Beginning with the line that holds "Draw the outline of every instance of the <item>white" in the data below, give again every line through the one that holds "Draw the outline of every instance of the <item>grass", exactly as written.

Dataset entries ▸
[Start of section]
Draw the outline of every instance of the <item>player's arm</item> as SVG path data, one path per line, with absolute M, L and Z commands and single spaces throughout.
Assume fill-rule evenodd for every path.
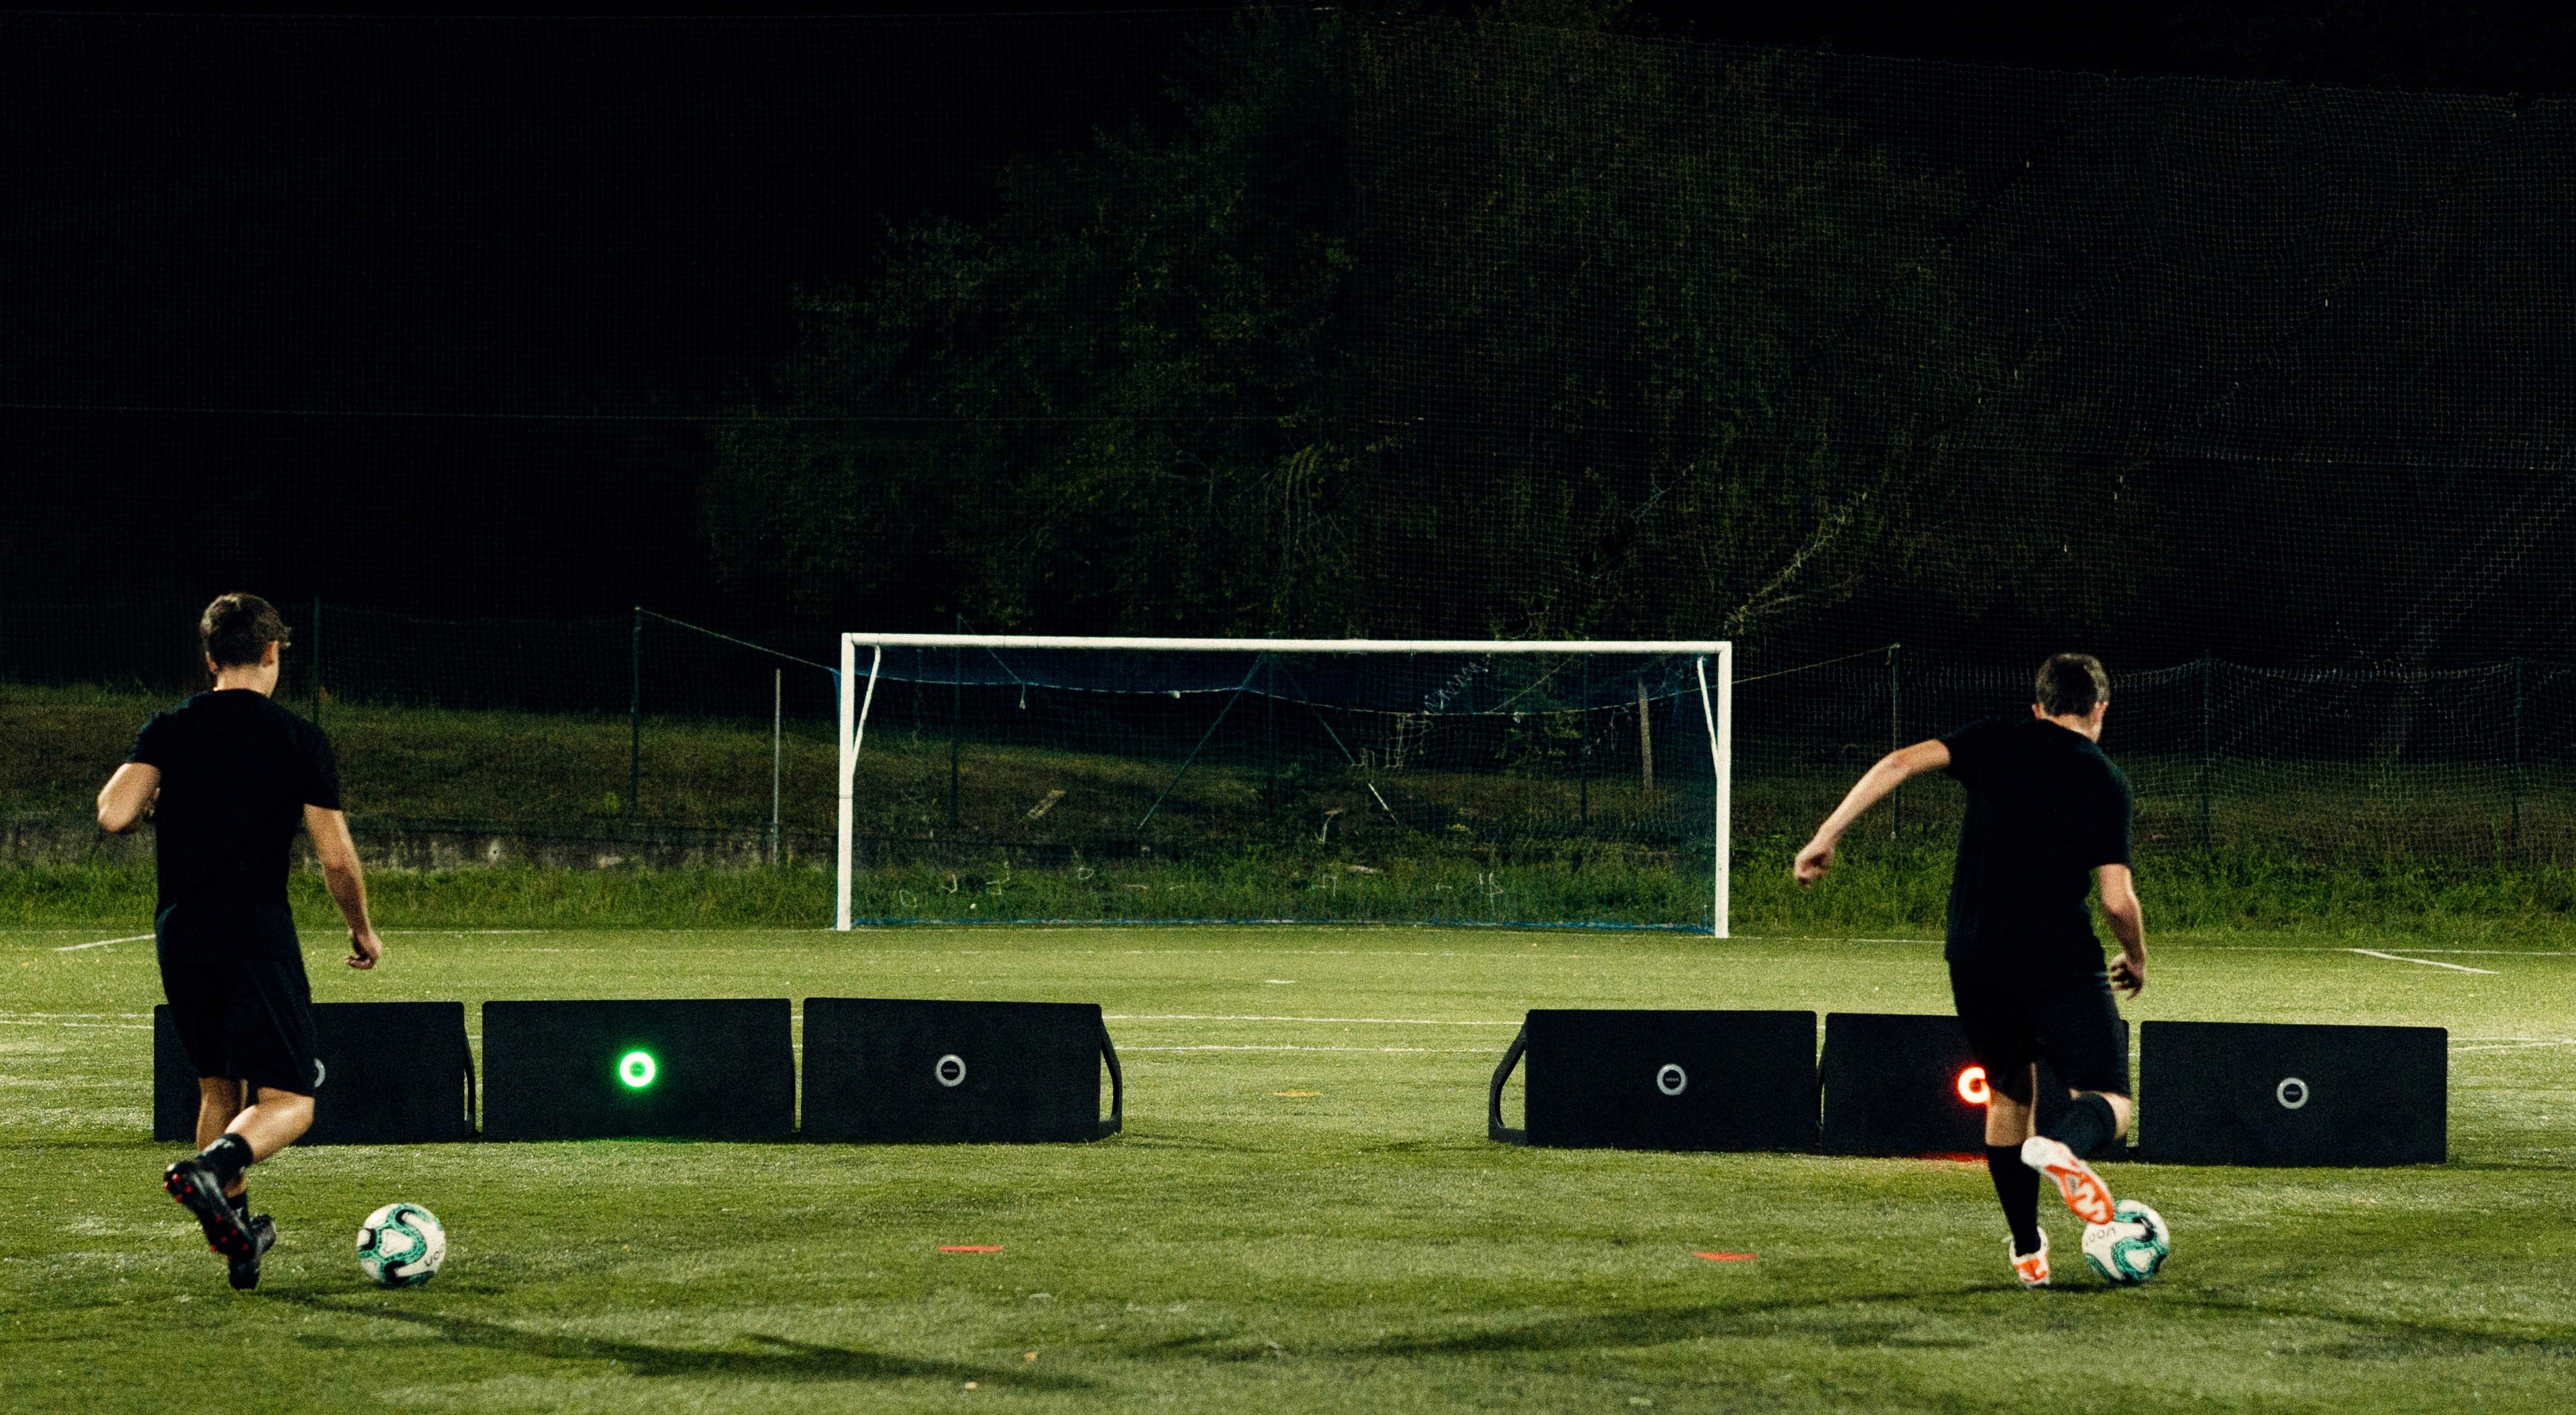
M 2102 915 L 2111 921 L 2111 936 L 2120 941 L 2120 956 L 2111 960 L 2111 981 L 2131 997 L 2147 985 L 2147 916 L 2138 907 L 2138 882 L 2126 865 L 2103 865 L 2093 871 L 2102 894 Z
M 161 768 L 127 762 L 98 790 L 98 828 L 123 835 L 152 819 L 152 803 L 161 797 Z
M 1950 744 L 1938 737 L 1899 747 L 1880 757 L 1876 766 L 1861 773 L 1851 793 L 1834 807 L 1832 815 L 1825 817 L 1825 823 L 1816 827 L 1816 838 L 1798 852 L 1798 863 L 1791 869 L 1798 883 L 1814 884 L 1825 877 L 1825 871 L 1834 866 L 1834 846 L 1843 838 L 1843 832 L 1851 829 L 1851 823 L 1859 820 L 1863 812 L 1886 799 L 1888 792 L 1904 785 L 1908 777 L 1941 771 L 1949 765 Z
M 304 808 L 304 828 L 313 836 L 313 858 L 322 865 L 322 883 L 331 891 L 340 916 L 349 921 L 352 968 L 372 968 L 385 956 L 385 941 L 367 920 L 367 876 L 358 868 L 358 842 L 349 838 L 349 818 L 322 806 Z

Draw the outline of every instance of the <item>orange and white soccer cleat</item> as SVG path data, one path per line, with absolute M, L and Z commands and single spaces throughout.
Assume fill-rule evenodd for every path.
M 2048 1286 L 2048 1235 L 2039 1235 L 2039 1251 L 2021 1253 L 2013 1250 L 2012 1235 L 2004 1235 L 2004 1256 L 2012 1260 L 2013 1276 L 2024 1287 Z
M 2111 1221 L 2111 1186 L 2064 1142 L 2033 1135 L 2021 1142 L 2021 1162 L 2056 1180 L 2057 1192 L 2065 1196 L 2066 1207 L 2077 1218 L 2086 1223 Z

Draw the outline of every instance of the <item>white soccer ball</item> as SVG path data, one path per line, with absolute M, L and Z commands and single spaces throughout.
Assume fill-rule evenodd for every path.
M 2084 1226 L 2084 1261 L 2093 1271 L 2122 1287 L 2135 1287 L 2156 1275 L 2173 1256 L 2173 1230 L 2165 1216 L 2135 1199 L 2111 1206 L 2109 1223 Z
M 358 1230 L 358 1266 L 385 1287 L 418 1287 L 447 1261 L 447 1230 L 418 1204 L 387 1204 Z

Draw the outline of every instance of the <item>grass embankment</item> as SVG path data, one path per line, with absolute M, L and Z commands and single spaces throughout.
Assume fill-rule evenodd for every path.
M 162 705 L 0 688 L 0 811 L 77 825 L 135 725 Z M 605 835 L 629 823 L 623 718 L 335 704 L 325 725 L 362 843 L 421 825 Z M 888 729 L 868 740 L 857 790 L 871 864 L 863 918 L 1672 924 L 1707 907 L 1696 853 L 1681 848 L 1698 788 L 1372 772 L 1338 759 L 1275 773 L 1202 761 L 1175 786 L 1176 763 L 1157 758 L 970 742 L 951 827 L 946 739 Z M 1801 892 L 1788 883 L 1790 853 L 1847 773 L 1842 763 L 1757 766 L 1767 760 L 1748 747 L 1737 780 L 1739 932 L 1939 926 L 1955 786 L 1909 786 L 1904 840 L 1880 834 L 1891 814 L 1882 808 L 1854 832 L 1842 872 Z M 828 728 L 790 727 L 779 868 L 380 871 L 380 911 L 458 927 L 817 923 L 831 910 L 814 847 L 831 826 L 833 764 Z M 2199 843 L 2196 766 L 2150 760 L 2131 771 L 2153 927 L 2510 929 L 2576 911 L 2576 870 L 2552 844 L 2576 788 L 2553 776 L 2527 775 L 2517 797 L 2499 794 L 2502 778 L 2485 768 L 2230 765 L 2209 795 L 2223 841 L 2211 848 Z M 767 724 L 650 719 L 642 775 L 647 826 L 757 831 L 769 813 Z M 2398 848 L 2410 840 L 2451 845 Z M 318 882 L 298 889 L 303 917 L 326 922 Z M 148 917 L 150 897 L 148 871 L 131 860 L 0 870 L 0 918 L 132 920 Z
M 165 1411 L 208 1372 L 296 1412 L 2576 1407 L 2576 960 L 2554 951 L 2439 955 L 2487 970 L 2465 973 L 2341 946 L 2395 938 L 2171 940 L 2132 1020 L 2449 1028 L 2452 1163 L 2106 1166 L 2172 1223 L 2171 1264 L 2105 1288 L 2051 1199 L 2058 1286 L 2026 1293 L 1983 1165 L 1484 1138 L 1525 1008 L 1938 1012 L 1928 945 L 397 934 L 379 972 L 317 966 L 317 994 L 469 1018 L 526 997 L 1096 1002 L 1127 1130 L 295 1149 L 253 1172 L 283 1238 L 243 1295 L 155 1182 L 177 1151 L 145 1138 L 149 946 L 58 951 L 81 941 L 0 931 L 11 1410 Z M 349 1235 L 396 1199 L 445 1221 L 447 1266 L 383 1291 Z
M 393 872 L 372 876 L 368 887 L 380 919 L 419 928 L 817 928 L 832 916 L 832 877 L 812 865 Z M 333 926 L 338 916 L 317 878 L 299 875 L 292 889 L 297 918 L 306 927 Z M 2140 889 L 2149 930 L 2159 937 L 2187 930 L 2295 928 L 2337 936 L 2511 941 L 2561 937 L 2576 917 L 2576 877 L 2557 869 L 2370 873 L 2178 857 L 2150 860 L 2142 867 Z M 1785 853 L 1752 856 L 1739 861 L 1735 877 L 1735 932 L 1935 937 L 1948 890 L 1946 852 L 1856 852 L 1812 891 L 1789 883 Z M 1009 917 L 959 912 L 966 919 Z M 0 870 L 0 920 L 125 932 L 129 925 L 148 928 L 151 916 L 148 870 Z

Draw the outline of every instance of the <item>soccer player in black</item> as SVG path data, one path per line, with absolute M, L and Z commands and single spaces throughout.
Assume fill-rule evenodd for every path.
M 295 1143 L 325 1080 L 286 905 L 298 824 L 348 919 L 349 966 L 376 966 L 385 945 L 367 921 L 330 739 L 269 701 L 285 621 L 266 600 L 228 594 L 206 606 L 197 632 L 214 688 L 143 724 L 132 759 L 98 793 L 98 823 L 121 833 L 159 821 L 152 925 L 170 1018 L 197 1069 L 201 1147 L 162 1187 L 231 1263 L 232 1285 L 248 1288 L 277 1225 L 251 1213 L 242 1171 Z
M 1950 995 L 1985 1068 L 1986 1168 L 2012 1229 L 2006 1256 L 2024 1287 L 2048 1282 L 2039 1176 L 2057 1181 L 2086 1223 L 2111 1221 L 2111 1189 L 2084 1156 L 2129 1127 L 2129 1056 L 2117 984 L 2147 982 L 2147 936 L 2129 872 L 2129 782 L 2095 745 L 2111 680 L 2089 654 L 2041 664 L 2030 717 L 1993 718 L 1890 752 L 1798 852 L 1802 885 L 1824 877 L 1834 845 L 1863 811 L 1927 771 L 1968 788 L 1950 879 Z M 2089 876 L 2089 878 L 2088 878 Z M 2120 941 L 2106 970 L 2085 895 L 2098 886 Z M 2046 1057 L 2074 1105 L 2034 1133 Z

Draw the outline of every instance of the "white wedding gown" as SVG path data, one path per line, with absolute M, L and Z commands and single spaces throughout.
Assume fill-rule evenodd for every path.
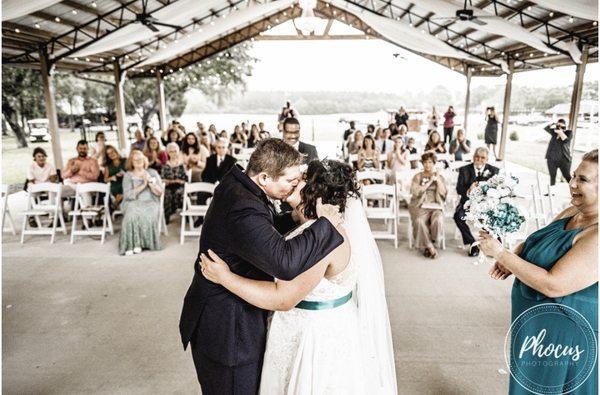
M 356 204 L 360 202 L 354 201 L 354 210 L 358 210 Z M 364 215 L 362 210 L 360 206 L 359 218 Z M 368 235 L 364 235 L 366 217 L 364 223 L 360 222 L 360 227 L 356 226 L 356 221 L 348 223 L 348 217 L 347 214 L 345 227 L 352 249 L 348 266 L 332 278 L 321 279 L 304 300 L 332 301 L 349 292 L 353 292 L 353 298 L 335 308 L 294 308 L 274 313 L 267 335 L 260 383 L 262 395 L 397 393 L 382 272 L 381 279 L 371 281 L 371 287 L 376 283 L 378 289 L 367 289 L 368 296 L 361 295 L 361 289 L 357 289 L 357 283 L 361 283 L 358 281 L 360 275 L 373 278 L 376 275 L 372 273 L 381 270 L 379 251 L 378 262 L 365 262 L 371 266 L 379 264 L 379 268 L 365 273 L 364 263 L 357 261 L 357 258 L 364 260 L 365 255 L 354 250 L 354 244 L 358 243 L 354 240 L 361 233 L 367 239 L 372 239 L 372 235 L 370 229 Z M 303 224 L 288 238 L 299 235 L 311 223 Z M 352 234 L 354 237 L 351 237 Z M 357 300 L 362 303 L 363 311 L 359 311 Z M 375 313 L 378 315 L 375 316 Z M 376 325 L 366 322 L 374 319 L 380 322 Z

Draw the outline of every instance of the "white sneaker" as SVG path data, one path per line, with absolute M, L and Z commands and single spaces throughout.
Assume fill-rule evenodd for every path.
M 127 256 L 133 255 L 133 251 L 131 251 L 131 250 L 125 251 L 125 255 L 127 255 Z
M 139 254 L 140 252 L 142 252 L 142 249 L 141 249 L 140 247 L 135 247 L 135 248 L 133 249 L 133 253 L 134 253 L 134 254 Z

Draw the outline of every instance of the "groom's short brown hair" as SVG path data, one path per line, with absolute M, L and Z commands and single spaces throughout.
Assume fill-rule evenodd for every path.
M 246 173 L 255 176 L 265 172 L 274 180 L 278 179 L 285 169 L 302 163 L 302 156 L 294 147 L 276 138 L 261 140 L 250 156 Z

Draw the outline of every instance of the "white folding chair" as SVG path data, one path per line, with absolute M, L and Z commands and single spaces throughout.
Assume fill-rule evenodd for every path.
M 4 233 L 4 223 L 6 218 L 8 217 L 8 230 L 16 235 L 15 231 L 15 221 L 13 220 L 12 214 L 10 213 L 10 208 L 8 207 L 8 185 L 2 184 L 2 224 L 1 229 L 2 233 Z
M 48 199 L 42 201 L 40 194 L 47 194 Z M 23 215 L 21 228 L 21 244 L 25 242 L 25 235 L 50 236 L 50 244 L 54 243 L 56 226 L 60 223 L 59 230 L 67 234 L 67 227 L 62 211 L 62 185 L 55 183 L 29 184 L 27 190 L 27 209 Z M 45 225 L 41 217 L 48 216 L 49 224 Z M 37 228 L 29 228 L 29 218 L 35 218 Z
M 513 251 L 515 249 L 515 247 L 517 246 L 517 244 L 525 241 L 527 239 L 527 237 L 529 236 L 528 230 L 529 230 L 529 223 L 530 223 L 531 215 L 528 212 L 528 210 L 526 210 L 524 207 L 519 206 L 519 211 L 525 217 L 525 222 L 523 222 L 523 224 L 521 224 L 521 228 L 519 228 L 518 231 L 507 234 L 504 237 L 504 240 L 502 240 L 504 243 L 504 246 L 507 249 L 509 249 L 510 251 Z
M 368 199 L 381 200 L 380 207 L 368 207 Z M 387 224 L 385 231 L 373 231 L 375 239 L 394 240 L 394 247 L 398 248 L 398 198 L 394 185 L 371 184 L 362 188 L 362 200 L 368 219 L 384 220 Z
M 208 211 L 210 199 L 206 201 L 206 204 L 192 204 L 192 194 L 196 193 L 215 193 L 215 184 L 208 182 L 193 182 L 185 184 L 183 188 L 183 208 L 181 210 L 181 231 L 179 234 L 179 242 L 184 243 L 186 236 L 200 236 L 202 231 L 202 225 L 194 227 L 194 219 L 197 217 L 204 217 Z M 187 221 L 186 221 L 187 220 Z M 189 228 L 186 229 L 186 222 L 189 223 Z
M 187 182 L 192 182 L 192 169 L 186 170 L 185 174 L 187 174 Z
M 356 172 L 356 179 L 360 182 L 363 180 L 375 180 L 385 184 L 385 171 L 382 170 L 363 170 Z
M 231 144 L 230 148 L 231 148 L 231 155 L 235 156 L 236 154 L 239 154 L 240 152 L 242 152 L 242 150 L 244 149 L 244 144 L 240 144 L 240 143 Z
M 86 195 L 104 194 L 102 202 L 99 204 L 89 204 L 90 199 Z M 96 199 L 98 200 L 98 199 Z M 101 244 L 104 244 L 106 233 L 113 234 L 112 220 L 109 210 L 110 185 L 100 182 L 88 182 L 77 184 L 75 188 L 75 208 L 69 213 L 73 217 L 71 227 L 71 244 L 75 241 L 75 236 L 100 236 Z M 84 229 L 77 229 L 77 219 L 81 217 Z M 102 227 L 90 226 L 89 221 L 102 219 Z
M 167 220 L 165 218 L 165 191 L 163 189 L 162 195 L 160 195 L 160 213 L 158 214 L 158 234 L 161 232 L 165 235 L 169 235 L 169 229 L 167 229 Z
M 252 153 L 254 152 L 255 148 L 242 148 L 242 150 L 240 151 L 240 154 L 242 155 L 252 155 Z
M 379 163 L 381 169 L 385 169 L 387 167 L 387 159 L 387 154 L 379 154 Z
M 531 185 L 531 202 L 533 212 L 530 211 L 529 218 L 535 220 L 536 229 L 546 226 L 546 213 L 544 210 L 544 197 L 535 185 Z

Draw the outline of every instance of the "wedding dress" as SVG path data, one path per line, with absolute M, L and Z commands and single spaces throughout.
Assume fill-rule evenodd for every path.
M 381 257 L 358 199 L 349 201 L 344 228 L 348 266 L 272 317 L 262 395 L 397 393 Z

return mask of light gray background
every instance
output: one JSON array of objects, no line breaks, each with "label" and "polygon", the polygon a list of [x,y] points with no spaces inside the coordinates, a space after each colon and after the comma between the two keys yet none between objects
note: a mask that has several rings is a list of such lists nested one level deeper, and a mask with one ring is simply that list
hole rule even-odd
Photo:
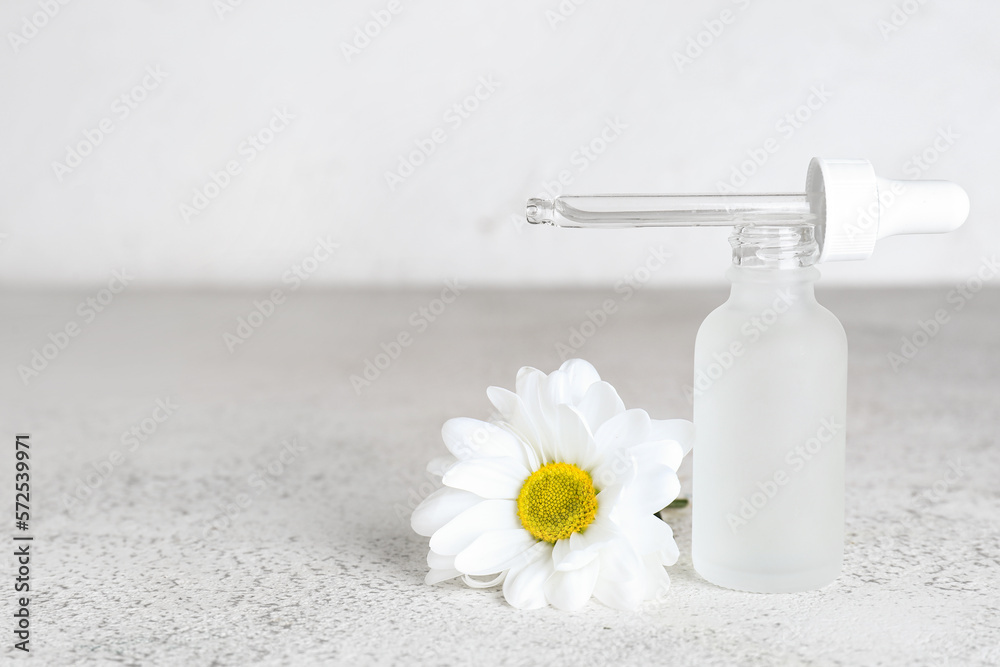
[End of section]
Output below ▸
Draw the outline of every instance of the <item>white soccer ball</item> as SVG path data, one path per line, with absolute M, L and Z commands and single spaces throughout.
Assume fill-rule evenodd for every path.
M 2084 1226 L 2084 1261 L 2093 1271 L 2122 1287 L 2135 1287 L 2156 1275 L 2173 1256 L 2173 1230 L 2165 1216 L 2135 1199 L 2111 1206 L 2109 1223 Z
M 358 1230 L 358 1266 L 385 1287 L 418 1287 L 447 1261 L 447 1230 L 418 1204 L 387 1204 Z

Draw the outline of every instance of the <item>grass embankment</item> as SVG path data, one path per line, with absolute M, L and Z commands and single spaces throughout.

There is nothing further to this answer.